-- What you should do --
Reproduce the lines of the records below word for word, starting with the line containing "Habitat-count request: mark the pale" and continuing through the end of the records. Leave the pictures out of your answer.
# # # #
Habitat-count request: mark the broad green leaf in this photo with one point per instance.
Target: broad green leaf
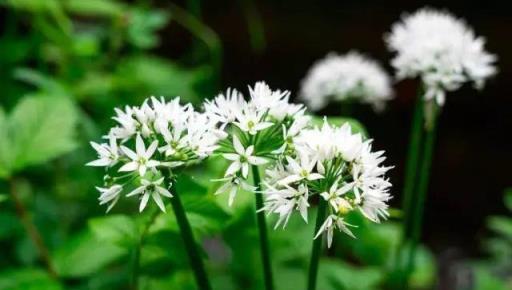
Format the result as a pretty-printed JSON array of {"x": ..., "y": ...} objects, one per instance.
[
  {"x": 40, "y": 129},
  {"x": 84, "y": 255},
  {"x": 108, "y": 8},
  {"x": 27, "y": 279},
  {"x": 356, "y": 126},
  {"x": 344, "y": 276},
  {"x": 156, "y": 76},
  {"x": 115, "y": 229},
  {"x": 143, "y": 25}
]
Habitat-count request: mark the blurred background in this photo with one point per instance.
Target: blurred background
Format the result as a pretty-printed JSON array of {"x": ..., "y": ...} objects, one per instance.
[{"x": 64, "y": 65}]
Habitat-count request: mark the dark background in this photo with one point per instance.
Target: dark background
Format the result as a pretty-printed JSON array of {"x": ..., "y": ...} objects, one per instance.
[{"x": 472, "y": 161}]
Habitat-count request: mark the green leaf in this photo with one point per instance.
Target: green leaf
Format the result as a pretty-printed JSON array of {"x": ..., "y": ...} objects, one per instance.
[
  {"x": 27, "y": 279},
  {"x": 508, "y": 198},
  {"x": 39, "y": 129},
  {"x": 84, "y": 255},
  {"x": 144, "y": 25},
  {"x": 485, "y": 280},
  {"x": 344, "y": 276},
  {"x": 115, "y": 229},
  {"x": 108, "y": 8},
  {"x": 356, "y": 126}
]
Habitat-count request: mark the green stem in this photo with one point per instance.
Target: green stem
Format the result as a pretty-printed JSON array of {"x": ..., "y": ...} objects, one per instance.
[
  {"x": 317, "y": 246},
  {"x": 31, "y": 229},
  {"x": 411, "y": 169},
  {"x": 138, "y": 249},
  {"x": 262, "y": 229},
  {"x": 423, "y": 181},
  {"x": 191, "y": 247}
]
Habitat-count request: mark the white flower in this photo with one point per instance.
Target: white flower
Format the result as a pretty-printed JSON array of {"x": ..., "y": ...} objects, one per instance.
[
  {"x": 233, "y": 185},
  {"x": 225, "y": 107},
  {"x": 242, "y": 158},
  {"x": 109, "y": 195},
  {"x": 299, "y": 171},
  {"x": 333, "y": 222},
  {"x": 346, "y": 77},
  {"x": 284, "y": 201},
  {"x": 152, "y": 189},
  {"x": 441, "y": 49},
  {"x": 141, "y": 160},
  {"x": 250, "y": 121},
  {"x": 108, "y": 155}
]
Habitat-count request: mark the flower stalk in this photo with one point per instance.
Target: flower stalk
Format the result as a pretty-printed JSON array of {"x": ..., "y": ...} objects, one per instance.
[
  {"x": 262, "y": 231},
  {"x": 317, "y": 246},
  {"x": 31, "y": 229},
  {"x": 191, "y": 247}
]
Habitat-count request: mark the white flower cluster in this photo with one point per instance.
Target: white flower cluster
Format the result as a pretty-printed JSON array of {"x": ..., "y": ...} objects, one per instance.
[
  {"x": 259, "y": 130},
  {"x": 346, "y": 77},
  {"x": 442, "y": 50},
  {"x": 146, "y": 143},
  {"x": 336, "y": 165}
]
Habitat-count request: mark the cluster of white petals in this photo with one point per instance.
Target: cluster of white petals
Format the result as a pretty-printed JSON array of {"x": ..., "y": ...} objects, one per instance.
[
  {"x": 352, "y": 77},
  {"x": 440, "y": 49},
  {"x": 146, "y": 143},
  {"x": 338, "y": 166},
  {"x": 259, "y": 130}
]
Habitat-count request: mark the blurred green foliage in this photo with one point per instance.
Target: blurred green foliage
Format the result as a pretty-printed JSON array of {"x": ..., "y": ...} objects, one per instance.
[{"x": 64, "y": 65}]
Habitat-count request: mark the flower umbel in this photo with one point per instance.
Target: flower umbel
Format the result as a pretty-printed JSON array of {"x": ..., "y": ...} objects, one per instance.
[
  {"x": 339, "y": 167},
  {"x": 440, "y": 49},
  {"x": 148, "y": 144},
  {"x": 350, "y": 77}
]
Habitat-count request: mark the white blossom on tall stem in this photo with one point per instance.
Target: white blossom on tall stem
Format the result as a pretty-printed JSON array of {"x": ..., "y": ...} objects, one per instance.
[
  {"x": 336, "y": 165},
  {"x": 148, "y": 144},
  {"x": 350, "y": 77},
  {"x": 259, "y": 129},
  {"x": 440, "y": 49}
]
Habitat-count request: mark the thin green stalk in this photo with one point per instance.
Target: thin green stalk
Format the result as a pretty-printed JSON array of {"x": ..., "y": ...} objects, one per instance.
[
  {"x": 423, "y": 181},
  {"x": 138, "y": 249},
  {"x": 411, "y": 169},
  {"x": 191, "y": 247},
  {"x": 31, "y": 229},
  {"x": 262, "y": 230},
  {"x": 317, "y": 246}
]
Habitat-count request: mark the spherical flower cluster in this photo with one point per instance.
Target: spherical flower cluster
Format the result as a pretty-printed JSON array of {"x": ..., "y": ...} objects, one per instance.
[
  {"x": 442, "y": 50},
  {"x": 147, "y": 144},
  {"x": 346, "y": 77},
  {"x": 336, "y": 165},
  {"x": 259, "y": 130}
]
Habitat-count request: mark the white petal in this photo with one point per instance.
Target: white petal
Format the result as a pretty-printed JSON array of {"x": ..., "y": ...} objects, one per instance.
[
  {"x": 144, "y": 202},
  {"x": 151, "y": 149},
  {"x": 257, "y": 160},
  {"x": 233, "y": 168},
  {"x": 132, "y": 155},
  {"x": 239, "y": 148},
  {"x": 130, "y": 166},
  {"x": 158, "y": 199},
  {"x": 231, "y": 156},
  {"x": 139, "y": 146}
]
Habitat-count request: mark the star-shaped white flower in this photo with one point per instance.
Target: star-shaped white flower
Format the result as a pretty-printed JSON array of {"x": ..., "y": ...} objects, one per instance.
[
  {"x": 242, "y": 159},
  {"x": 153, "y": 189},
  {"x": 141, "y": 160},
  {"x": 332, "y": 222},
  {"x": 108, "y": 155},
  {"x": 300, "y": 171},
  {"x": 250, "y": 121},
  {"x": 109, "y": 195}
]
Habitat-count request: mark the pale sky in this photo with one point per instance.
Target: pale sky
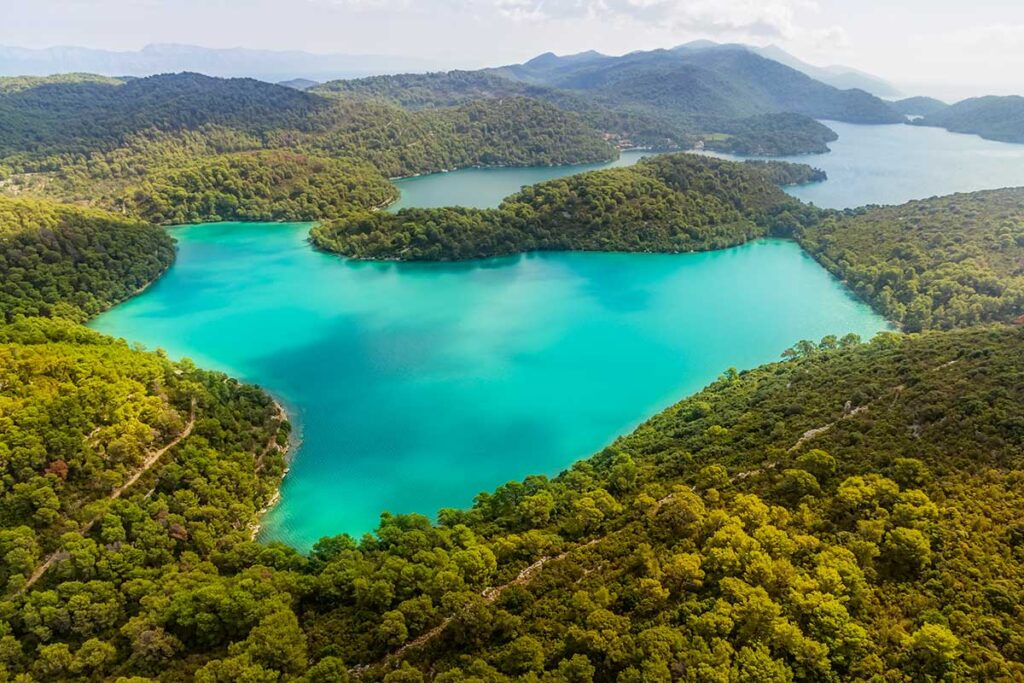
# # # #
-- Exercise output --
Habitat-count request: mark the pale sky in this photo with one point per instance.
Target: pale sky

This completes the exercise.